■ **Stated goal**
Print, exactly as given, each line of the data from the line containing "Check that every instance of the car wheel" up to and including its last line.

■ **Source records**
>>>
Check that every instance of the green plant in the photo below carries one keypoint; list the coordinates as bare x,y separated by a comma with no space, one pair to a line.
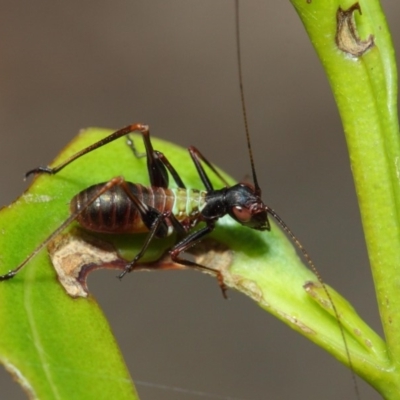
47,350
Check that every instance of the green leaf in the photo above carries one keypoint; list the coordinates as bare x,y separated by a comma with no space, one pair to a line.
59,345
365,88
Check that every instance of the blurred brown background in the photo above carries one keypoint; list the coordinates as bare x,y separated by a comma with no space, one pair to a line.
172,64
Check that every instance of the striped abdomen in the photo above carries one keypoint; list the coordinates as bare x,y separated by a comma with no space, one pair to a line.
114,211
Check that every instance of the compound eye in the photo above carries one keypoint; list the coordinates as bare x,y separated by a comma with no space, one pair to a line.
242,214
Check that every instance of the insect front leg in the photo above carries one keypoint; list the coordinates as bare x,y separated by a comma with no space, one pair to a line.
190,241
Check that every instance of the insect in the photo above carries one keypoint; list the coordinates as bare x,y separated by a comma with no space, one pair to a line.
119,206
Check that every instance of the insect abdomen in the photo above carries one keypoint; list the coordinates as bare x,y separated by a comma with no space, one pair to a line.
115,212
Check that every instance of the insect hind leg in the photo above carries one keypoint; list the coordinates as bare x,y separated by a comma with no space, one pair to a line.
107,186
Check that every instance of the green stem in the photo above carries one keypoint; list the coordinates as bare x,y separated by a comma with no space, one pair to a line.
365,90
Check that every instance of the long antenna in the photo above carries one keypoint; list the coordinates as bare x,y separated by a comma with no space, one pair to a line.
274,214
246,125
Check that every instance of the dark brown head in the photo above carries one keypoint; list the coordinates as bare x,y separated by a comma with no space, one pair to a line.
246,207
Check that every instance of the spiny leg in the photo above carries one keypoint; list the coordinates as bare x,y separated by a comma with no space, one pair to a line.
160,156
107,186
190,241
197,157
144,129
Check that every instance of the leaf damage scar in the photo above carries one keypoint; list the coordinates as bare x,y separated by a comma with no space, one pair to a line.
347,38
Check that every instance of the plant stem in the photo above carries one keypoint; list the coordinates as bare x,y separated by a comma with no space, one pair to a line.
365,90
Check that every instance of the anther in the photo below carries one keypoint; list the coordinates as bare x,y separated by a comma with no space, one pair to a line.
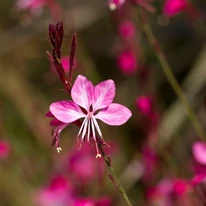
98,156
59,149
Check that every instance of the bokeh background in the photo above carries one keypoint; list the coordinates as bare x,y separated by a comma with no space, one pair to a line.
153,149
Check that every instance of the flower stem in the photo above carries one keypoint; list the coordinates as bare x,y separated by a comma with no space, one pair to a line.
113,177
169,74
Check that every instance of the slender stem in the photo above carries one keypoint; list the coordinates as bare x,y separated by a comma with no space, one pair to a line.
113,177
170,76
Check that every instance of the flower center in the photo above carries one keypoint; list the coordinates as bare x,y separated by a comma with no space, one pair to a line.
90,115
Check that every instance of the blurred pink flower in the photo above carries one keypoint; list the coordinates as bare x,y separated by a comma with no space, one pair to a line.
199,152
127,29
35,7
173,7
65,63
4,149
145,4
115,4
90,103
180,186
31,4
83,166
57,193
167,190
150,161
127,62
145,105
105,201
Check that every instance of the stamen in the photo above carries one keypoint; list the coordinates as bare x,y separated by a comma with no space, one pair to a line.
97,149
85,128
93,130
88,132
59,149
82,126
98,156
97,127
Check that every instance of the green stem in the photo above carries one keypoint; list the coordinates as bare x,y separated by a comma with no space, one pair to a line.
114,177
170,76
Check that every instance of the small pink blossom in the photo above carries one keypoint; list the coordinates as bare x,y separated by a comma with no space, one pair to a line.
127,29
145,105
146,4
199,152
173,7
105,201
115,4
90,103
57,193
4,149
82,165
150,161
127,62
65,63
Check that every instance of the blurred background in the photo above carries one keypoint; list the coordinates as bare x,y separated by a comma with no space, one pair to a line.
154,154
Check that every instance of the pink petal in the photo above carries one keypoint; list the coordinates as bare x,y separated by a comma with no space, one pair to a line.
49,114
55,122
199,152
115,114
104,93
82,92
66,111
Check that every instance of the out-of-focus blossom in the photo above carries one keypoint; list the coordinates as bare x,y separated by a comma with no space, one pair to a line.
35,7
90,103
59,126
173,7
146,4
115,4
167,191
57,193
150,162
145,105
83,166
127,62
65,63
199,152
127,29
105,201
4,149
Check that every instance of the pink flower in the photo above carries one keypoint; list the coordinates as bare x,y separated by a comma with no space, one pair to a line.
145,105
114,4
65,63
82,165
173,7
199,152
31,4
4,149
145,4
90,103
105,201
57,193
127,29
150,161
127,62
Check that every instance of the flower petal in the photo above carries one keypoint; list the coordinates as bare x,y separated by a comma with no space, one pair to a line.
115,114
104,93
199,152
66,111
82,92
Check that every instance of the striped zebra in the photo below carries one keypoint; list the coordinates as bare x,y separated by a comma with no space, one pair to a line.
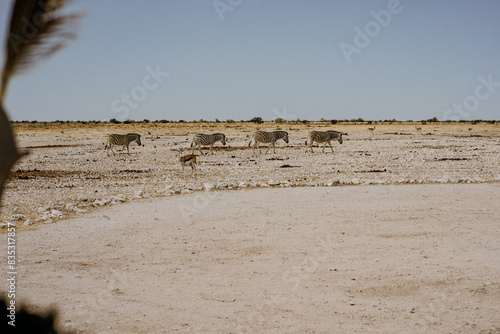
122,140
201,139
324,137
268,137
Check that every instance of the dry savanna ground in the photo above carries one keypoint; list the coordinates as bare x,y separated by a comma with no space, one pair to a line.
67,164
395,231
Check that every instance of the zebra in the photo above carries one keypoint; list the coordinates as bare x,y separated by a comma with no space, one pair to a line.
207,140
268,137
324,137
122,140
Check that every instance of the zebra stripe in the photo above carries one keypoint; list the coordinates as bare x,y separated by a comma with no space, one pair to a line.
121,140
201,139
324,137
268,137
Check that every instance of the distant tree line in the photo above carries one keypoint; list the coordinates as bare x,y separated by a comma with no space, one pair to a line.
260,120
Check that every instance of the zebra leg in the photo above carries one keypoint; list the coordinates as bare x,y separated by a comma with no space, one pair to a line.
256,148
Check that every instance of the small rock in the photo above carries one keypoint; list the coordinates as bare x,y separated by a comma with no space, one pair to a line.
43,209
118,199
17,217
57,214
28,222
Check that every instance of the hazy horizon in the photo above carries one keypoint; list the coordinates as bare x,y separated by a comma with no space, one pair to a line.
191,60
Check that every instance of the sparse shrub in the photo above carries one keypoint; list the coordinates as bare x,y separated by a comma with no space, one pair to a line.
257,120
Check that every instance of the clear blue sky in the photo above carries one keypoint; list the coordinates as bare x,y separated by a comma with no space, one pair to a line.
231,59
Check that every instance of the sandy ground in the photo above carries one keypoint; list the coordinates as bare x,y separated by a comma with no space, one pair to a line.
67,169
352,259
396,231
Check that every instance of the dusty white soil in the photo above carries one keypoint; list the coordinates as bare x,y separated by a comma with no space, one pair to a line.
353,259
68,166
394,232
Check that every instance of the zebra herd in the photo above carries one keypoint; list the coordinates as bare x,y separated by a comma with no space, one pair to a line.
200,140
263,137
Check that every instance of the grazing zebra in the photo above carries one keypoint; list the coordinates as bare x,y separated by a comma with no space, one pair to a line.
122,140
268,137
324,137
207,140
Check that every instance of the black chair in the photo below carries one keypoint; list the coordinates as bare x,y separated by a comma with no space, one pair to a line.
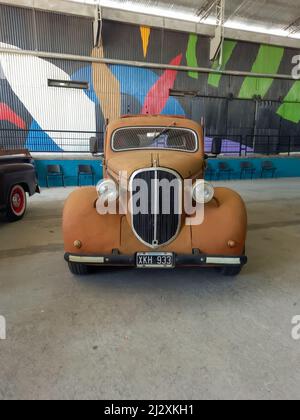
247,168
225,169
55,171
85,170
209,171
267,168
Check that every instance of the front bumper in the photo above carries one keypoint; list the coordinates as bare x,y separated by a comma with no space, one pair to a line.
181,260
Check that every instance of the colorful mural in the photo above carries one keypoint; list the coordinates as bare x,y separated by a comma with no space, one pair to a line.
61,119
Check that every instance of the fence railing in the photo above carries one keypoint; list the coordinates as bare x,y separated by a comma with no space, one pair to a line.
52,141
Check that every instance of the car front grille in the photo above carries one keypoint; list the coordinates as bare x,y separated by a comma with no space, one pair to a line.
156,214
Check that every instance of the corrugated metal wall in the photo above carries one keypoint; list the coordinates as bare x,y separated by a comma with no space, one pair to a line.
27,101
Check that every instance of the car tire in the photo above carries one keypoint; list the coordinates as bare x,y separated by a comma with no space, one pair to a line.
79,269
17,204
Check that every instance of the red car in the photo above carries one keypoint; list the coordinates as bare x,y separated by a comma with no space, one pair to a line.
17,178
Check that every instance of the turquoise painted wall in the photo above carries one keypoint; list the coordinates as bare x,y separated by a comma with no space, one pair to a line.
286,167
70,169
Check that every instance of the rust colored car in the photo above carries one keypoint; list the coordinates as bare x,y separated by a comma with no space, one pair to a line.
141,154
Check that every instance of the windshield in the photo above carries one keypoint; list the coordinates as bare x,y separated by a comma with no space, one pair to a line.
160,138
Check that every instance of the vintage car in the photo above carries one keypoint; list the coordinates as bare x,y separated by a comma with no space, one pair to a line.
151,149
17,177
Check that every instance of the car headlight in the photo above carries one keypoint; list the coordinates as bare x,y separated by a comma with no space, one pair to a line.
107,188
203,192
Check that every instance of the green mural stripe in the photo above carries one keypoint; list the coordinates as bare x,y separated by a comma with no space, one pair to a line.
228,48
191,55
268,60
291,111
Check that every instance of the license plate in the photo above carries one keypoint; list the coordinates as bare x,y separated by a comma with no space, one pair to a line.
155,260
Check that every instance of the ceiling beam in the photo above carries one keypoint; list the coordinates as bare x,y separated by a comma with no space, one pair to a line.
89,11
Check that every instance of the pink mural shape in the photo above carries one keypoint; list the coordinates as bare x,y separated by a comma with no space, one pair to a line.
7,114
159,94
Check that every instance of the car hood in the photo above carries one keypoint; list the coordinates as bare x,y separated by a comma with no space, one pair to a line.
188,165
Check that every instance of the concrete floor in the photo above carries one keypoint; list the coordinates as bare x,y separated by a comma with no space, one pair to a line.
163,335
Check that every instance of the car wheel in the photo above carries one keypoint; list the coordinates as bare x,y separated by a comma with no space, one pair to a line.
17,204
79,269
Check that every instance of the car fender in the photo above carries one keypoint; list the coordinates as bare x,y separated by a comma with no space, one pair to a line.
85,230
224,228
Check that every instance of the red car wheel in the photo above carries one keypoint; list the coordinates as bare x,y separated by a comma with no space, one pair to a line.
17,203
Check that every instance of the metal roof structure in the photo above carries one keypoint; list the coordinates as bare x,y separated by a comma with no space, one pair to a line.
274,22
<<<
■ **Written answer**
Check that every instance of the car wheel in the photo above carries one keypoint; list the coordinates as bare x,y separated by a comma with no space, one pair to a line.
17,204
79,269
Check that every instance of the car fender in the photo above carries one keypoint; list the coordinates as bare x,y separated by a comma with no space, one pair to a line.
85,230
224,228
Check that every instance of the red car wheel in the photo above carries one keypoint; list the coordinates as bare x,y separated by a comma with no space, one pair to a line.
17,203
Check that every instance of the metal roof structure in the photo above carries one keypoint; list the coordinates as bare x,y separated by a comma with no space, one pair to a line.
274,22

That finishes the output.